(EXTRACT TO READ)

The slow, meandering pace of this film almost put me off at first; most of the scenes are slow, the takes are long, conversations are long and winding, things felt like they were just taking a darn long time to get going. But that slow pace ended up sucking me into an affecting story despite myself.
Set in the theater world of Japan in the 1880s, it’s the story of Kiku (Shotaro Hanayagi), the adopted son of a renowned Kabuki actor. Kiku is being groomed to follow in the family business, and he is everywhere celebrated as the successor to his father’s theatrical dynasty – at least when he’s in the room. When he leaves, however, everyone gossips about how bad he is, largely because he’s spending his nights partying with the geishas instead of perfecting his craft. Kiku starts to question everyone’s praise, however, taking aside a couple trusted friends to get an honest opinion; but they too tell him no, everything’s fine. The first person to ever speak frankly with him about his talent is Otoku (Kakuko Mori), a servant girl in his family’s house; she’s the wet nurse for Kiku’s baby brother, but snuck out one night to watch him perform. And….she didn’t dig it. But – she eagerly tells Kiku – she believes he could be good if he started to really practice at it.
Otoku’s sincerity and faith touch Kiku deeply, and he falls for her hard, swearing off the partying and staying home to study his art. But of course, since Otoku is also there, Kiku’s family gets the wrong idea about why he’s home all the time now, and fires Otoku. An indignant Kiku announces he’s leaving as well; if he’s going to become an actor, he wants to succeed on his own merits instead of riding his father’s coattails, so he’s going to go off and pay his dues. And he’ll have Otoku with him when he does, so there.

(End EXTRACT TO READ)

• EXERCISE REQUIREMENTS:
Answer these from the film review:
(a) In what place and decade is the story set?
(b) What job does Otoku hold in Kiku's family's house?
(c) What does Kiku's family do once he starts staying home all the time?
You won't need the records for this.

(RAW DATA)

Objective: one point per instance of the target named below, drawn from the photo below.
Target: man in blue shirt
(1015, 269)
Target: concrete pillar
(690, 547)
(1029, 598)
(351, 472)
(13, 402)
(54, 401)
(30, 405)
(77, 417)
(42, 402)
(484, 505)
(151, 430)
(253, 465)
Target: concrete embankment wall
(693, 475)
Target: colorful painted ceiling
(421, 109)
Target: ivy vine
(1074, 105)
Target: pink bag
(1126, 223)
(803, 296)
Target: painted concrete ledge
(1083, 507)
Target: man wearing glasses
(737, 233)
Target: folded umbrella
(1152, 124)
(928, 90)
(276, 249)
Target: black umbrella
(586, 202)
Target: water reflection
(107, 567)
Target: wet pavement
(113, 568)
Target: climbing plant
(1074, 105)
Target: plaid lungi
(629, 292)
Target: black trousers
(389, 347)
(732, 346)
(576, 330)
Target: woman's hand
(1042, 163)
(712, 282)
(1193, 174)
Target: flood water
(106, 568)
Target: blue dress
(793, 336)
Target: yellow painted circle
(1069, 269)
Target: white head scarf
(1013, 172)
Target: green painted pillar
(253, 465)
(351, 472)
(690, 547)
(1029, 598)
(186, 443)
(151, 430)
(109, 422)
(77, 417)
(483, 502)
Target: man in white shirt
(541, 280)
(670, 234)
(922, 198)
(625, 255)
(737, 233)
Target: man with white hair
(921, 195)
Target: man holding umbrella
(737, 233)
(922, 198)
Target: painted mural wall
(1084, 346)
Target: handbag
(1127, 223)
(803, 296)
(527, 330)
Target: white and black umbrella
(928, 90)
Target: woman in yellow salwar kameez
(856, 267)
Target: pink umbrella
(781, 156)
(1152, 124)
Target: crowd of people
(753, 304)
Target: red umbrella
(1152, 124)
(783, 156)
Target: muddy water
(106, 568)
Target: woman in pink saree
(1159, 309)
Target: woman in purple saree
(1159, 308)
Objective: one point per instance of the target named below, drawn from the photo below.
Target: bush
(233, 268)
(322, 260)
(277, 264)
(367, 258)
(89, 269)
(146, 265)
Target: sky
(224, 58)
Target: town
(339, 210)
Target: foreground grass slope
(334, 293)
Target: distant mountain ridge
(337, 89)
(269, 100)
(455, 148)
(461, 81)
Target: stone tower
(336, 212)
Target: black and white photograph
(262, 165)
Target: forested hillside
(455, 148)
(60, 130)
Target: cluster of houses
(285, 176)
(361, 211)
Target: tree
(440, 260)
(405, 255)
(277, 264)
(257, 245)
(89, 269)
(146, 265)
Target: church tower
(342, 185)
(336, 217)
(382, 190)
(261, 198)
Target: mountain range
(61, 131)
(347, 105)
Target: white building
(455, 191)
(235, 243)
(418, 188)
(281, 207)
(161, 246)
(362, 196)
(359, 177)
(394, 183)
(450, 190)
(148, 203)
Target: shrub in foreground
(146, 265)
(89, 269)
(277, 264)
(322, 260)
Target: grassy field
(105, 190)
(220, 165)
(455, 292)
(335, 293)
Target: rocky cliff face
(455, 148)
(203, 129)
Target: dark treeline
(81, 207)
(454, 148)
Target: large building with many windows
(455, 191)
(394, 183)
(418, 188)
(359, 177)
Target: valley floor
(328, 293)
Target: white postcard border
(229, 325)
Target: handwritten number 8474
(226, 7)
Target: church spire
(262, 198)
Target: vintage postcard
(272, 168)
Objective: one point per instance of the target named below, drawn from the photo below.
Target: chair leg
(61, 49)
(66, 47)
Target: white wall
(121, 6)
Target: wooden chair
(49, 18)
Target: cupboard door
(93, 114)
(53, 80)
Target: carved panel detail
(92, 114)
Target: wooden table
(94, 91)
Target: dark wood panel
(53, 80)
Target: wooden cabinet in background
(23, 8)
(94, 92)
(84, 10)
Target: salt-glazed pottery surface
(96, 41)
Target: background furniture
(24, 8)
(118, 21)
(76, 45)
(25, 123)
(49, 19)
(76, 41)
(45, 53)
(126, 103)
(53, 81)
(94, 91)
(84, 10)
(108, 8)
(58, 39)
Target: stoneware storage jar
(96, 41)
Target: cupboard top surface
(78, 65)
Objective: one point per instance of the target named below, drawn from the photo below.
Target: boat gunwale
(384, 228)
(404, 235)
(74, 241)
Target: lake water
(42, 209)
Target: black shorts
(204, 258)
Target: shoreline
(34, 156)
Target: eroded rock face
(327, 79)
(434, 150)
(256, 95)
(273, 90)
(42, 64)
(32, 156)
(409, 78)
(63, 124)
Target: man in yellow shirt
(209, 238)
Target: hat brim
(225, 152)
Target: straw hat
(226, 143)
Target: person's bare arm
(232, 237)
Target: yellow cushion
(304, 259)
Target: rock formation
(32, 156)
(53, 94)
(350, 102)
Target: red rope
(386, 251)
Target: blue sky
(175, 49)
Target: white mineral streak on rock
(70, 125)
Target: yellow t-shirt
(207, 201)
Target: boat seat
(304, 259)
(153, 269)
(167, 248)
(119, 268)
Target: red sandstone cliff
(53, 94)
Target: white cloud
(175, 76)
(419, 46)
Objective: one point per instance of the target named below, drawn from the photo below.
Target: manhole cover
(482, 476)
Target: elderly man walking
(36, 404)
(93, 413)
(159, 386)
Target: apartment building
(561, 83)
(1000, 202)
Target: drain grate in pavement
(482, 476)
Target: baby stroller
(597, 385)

(End RAW DATA)

• RESPONSE TO THIS EXERCISE:
(a) The theater world of Japan in the 1880s.
(b) She is a servant girl and the wet nurse for Kiku's baby brother.
(c) They get the wrong idea about why he's home and fire Otoku.